### Problem statement
Take the entries that follow and return exactly the lines from the one holding "positive clicks: (93, 91) (72, 92) (8, 77)" through the one holding "box: [86, 41, 364, 125]", both included. Nothing else is needed.

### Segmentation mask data
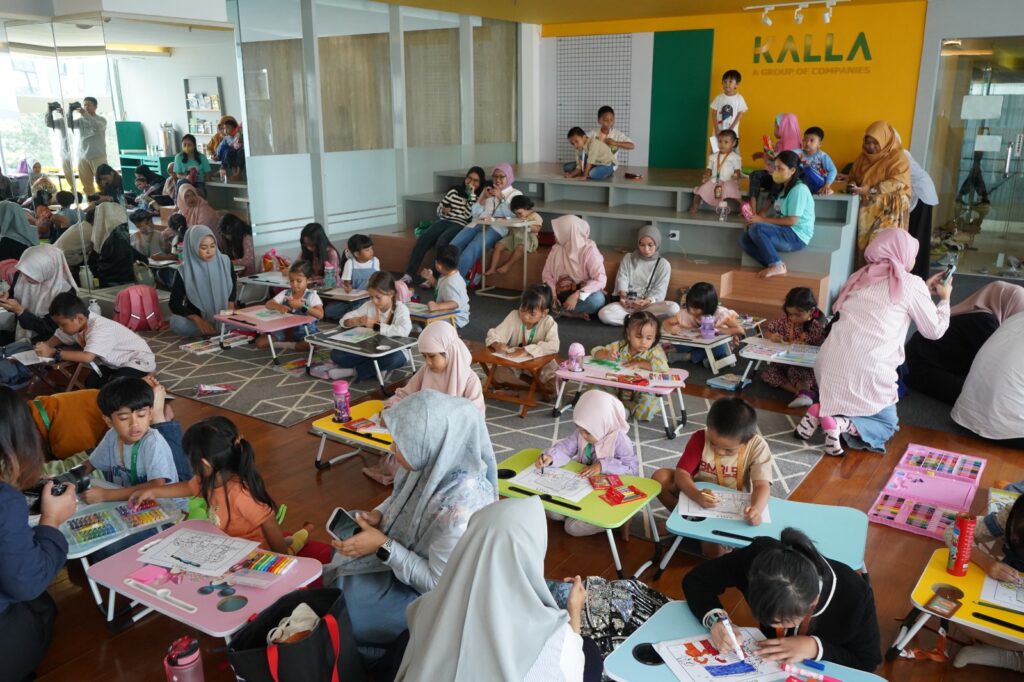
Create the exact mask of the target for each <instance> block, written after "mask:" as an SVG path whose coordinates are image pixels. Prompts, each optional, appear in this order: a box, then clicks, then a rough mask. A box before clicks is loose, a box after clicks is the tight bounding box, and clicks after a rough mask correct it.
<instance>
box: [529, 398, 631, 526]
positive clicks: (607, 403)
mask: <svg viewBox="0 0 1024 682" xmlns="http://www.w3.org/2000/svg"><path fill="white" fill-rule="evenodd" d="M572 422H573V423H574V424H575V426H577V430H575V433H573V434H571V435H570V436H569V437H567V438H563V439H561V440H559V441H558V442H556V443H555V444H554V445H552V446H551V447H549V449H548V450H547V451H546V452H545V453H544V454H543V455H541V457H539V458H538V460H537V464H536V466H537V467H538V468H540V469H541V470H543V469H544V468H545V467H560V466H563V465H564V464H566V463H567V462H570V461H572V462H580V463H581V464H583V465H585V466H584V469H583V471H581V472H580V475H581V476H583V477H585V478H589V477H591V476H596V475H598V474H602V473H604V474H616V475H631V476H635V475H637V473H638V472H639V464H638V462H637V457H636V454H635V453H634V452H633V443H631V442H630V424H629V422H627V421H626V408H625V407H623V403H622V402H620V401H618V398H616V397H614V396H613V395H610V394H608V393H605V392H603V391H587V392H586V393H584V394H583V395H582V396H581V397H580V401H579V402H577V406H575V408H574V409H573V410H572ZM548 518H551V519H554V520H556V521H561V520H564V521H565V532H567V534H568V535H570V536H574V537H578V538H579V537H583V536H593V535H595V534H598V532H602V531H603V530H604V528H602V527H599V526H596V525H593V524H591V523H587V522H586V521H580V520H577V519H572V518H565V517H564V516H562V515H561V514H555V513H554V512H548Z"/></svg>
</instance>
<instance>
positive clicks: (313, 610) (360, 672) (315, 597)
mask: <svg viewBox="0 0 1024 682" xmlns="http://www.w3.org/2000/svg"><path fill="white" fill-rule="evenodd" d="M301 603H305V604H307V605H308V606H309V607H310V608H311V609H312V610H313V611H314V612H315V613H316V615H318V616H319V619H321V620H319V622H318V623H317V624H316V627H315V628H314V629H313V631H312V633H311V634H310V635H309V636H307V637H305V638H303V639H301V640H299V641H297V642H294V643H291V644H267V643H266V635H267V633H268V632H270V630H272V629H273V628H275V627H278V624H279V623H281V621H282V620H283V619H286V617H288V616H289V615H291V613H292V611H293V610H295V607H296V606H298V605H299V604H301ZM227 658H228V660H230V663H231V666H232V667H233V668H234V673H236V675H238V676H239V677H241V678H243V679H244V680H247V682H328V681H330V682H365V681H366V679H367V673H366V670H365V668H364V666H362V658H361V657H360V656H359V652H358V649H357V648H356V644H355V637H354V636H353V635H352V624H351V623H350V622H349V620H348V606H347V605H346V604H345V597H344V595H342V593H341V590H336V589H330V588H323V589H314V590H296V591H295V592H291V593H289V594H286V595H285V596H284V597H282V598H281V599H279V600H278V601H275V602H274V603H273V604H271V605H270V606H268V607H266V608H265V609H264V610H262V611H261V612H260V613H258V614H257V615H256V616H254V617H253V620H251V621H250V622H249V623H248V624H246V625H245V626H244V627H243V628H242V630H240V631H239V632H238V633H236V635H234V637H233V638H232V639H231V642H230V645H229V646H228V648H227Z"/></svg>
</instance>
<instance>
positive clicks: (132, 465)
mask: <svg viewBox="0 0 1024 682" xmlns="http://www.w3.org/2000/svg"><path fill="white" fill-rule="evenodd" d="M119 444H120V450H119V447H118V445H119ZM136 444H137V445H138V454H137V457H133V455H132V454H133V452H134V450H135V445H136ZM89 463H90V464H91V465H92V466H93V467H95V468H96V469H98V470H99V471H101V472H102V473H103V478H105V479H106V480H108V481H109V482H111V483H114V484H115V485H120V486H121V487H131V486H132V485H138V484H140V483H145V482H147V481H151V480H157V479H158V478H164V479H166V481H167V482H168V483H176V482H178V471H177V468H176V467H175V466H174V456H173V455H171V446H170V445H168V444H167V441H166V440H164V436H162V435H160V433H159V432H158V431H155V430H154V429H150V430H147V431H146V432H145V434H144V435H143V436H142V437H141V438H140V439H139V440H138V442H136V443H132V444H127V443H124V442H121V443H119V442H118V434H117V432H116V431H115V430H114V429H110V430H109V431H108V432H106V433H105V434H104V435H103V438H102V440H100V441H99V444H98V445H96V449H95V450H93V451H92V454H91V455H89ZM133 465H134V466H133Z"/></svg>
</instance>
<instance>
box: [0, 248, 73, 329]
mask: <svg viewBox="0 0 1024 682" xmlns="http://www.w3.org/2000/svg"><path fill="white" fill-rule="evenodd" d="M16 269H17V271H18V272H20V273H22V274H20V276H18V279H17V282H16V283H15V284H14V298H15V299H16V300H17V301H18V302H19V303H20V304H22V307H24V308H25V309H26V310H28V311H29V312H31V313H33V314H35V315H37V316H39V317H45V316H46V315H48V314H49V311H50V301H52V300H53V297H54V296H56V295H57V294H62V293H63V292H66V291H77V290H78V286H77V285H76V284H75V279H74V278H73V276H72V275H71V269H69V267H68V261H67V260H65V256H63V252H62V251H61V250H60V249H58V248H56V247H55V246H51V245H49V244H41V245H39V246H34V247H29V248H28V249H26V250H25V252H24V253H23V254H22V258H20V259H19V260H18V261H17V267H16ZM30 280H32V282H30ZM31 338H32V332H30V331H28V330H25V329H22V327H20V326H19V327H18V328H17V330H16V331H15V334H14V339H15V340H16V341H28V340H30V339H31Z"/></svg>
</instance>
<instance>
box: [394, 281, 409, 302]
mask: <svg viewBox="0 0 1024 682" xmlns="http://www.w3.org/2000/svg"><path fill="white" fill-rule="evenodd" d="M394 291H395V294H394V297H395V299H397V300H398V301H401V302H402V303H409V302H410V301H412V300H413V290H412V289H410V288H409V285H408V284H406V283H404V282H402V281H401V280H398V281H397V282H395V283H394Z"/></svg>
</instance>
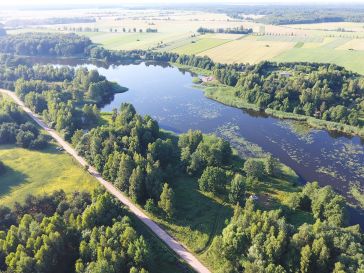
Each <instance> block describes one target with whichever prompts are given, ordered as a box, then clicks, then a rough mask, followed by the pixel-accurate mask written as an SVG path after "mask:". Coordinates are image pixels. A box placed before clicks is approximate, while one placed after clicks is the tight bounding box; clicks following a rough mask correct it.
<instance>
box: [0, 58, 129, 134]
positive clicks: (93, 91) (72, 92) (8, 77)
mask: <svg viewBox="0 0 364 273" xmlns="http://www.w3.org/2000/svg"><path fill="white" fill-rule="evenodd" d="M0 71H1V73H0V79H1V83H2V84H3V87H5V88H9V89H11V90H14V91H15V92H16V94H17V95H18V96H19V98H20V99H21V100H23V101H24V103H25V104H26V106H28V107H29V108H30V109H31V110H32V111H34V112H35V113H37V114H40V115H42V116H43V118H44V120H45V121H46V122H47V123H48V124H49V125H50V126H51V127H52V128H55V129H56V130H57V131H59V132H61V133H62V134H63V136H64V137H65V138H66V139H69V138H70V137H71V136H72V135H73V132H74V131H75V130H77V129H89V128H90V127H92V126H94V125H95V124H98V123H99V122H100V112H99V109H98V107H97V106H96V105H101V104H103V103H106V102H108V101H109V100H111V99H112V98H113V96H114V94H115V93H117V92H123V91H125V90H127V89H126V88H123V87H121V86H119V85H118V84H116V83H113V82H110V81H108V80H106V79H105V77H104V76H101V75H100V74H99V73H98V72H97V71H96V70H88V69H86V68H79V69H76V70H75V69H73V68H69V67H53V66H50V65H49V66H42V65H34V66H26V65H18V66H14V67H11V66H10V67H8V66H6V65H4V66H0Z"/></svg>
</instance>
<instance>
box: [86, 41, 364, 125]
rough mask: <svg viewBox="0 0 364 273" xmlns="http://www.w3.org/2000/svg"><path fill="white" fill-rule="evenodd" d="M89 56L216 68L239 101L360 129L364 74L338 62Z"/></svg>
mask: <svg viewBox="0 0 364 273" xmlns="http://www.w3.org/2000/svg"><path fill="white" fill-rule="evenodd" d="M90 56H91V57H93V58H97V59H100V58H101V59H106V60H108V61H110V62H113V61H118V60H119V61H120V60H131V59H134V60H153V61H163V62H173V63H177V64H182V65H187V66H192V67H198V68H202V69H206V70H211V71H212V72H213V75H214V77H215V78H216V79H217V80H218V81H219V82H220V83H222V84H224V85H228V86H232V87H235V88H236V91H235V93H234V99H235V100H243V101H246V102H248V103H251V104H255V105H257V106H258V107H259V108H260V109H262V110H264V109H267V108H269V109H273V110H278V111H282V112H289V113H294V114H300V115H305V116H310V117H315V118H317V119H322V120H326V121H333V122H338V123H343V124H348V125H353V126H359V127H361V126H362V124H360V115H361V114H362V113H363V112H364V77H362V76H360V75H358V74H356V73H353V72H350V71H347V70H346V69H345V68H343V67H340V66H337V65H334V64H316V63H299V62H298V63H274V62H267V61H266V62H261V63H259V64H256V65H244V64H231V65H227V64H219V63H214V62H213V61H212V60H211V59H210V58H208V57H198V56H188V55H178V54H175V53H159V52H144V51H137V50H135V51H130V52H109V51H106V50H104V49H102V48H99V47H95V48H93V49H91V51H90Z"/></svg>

### Reply
positive clicks: (93, 91) (72, 92) (8, 77)
mask: <svg viewBox="0 0 364 273" xmlns="http://www.w3.org/2000/svg"><path fill="white" fill-rule="evenodd" d="M0 71H1V73H0V79H1V83H2V84H3V87H5V88H9V89H11V90H14V91H15V92H16V94H17V95H18V96H19V98H20V99H21V100H23V101H24V103H25V104H26V106H28V107H29V108H30V109H31V110H32V111H34V112H35V113H37V114H40V115H42V116H43V118H44V120H45V121H46V122H47V123H48V124H49V125H50V126H51V127H52V128H55V129H56V130H57V131H59V132H61V133H62V134H63V136H64V137H65V138H66V139H69V138H70V137H71V136H72V135H73V132H74V131H75V130H77V129H89V128H90V127H92V126H94V125H95V124H98V123H99V122H100V112H99V109H98V107H97V106H96V105H101V104H103V103H106V102H108V101H109V100H111V99H112V98H113V96H114V94H115V93H117V92H123V91H125V90H127V89H126V88H123V87H121V86H119V85H118V84H116V83H113V82H110V81H108V80H106V79H105V77H104V76H101V75H100V74H99V73H98V72H97V71H96V70H88V69H86V68H79V69H76V70H75V69H73V68H69V67H53V66H50V65H49V66H42V65H34V66H26V65H18V66H14V67H11V66H10V67H8V66H6V65H4V66H0Z"/></svg>
</instance>
<instance>
box: [86, 41, 364, 125]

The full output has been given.